- **Short problem**
Rewrite the material below, replacing "statue hair" with "sculpted hair" wherever it appears and keeping everything else unchanged. Leave the pictures out of your answer.

- **Data for the task**
---------------

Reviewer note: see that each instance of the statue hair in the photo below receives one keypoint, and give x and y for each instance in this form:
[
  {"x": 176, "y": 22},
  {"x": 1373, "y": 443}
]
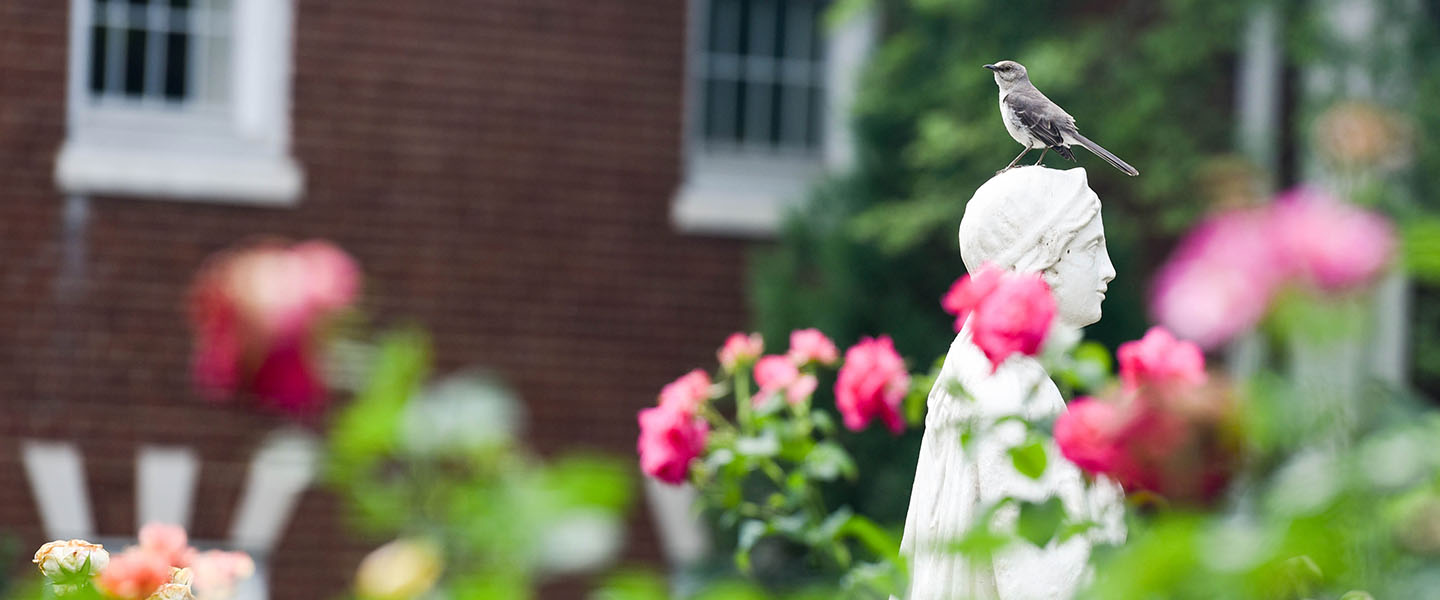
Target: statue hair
[{"x": 1023, "y": 219}]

---------------

- **Output**
Reviewer note: see that each instance of the sculpted hair in the photo below receives one keypoint, and give x and y for each instance in this form:
[
  {"x": 176, "y": 22},
  {"x": 1373, "y": 443}
]
Target: sculpted hair
[{"x": 1023, "y": 219}]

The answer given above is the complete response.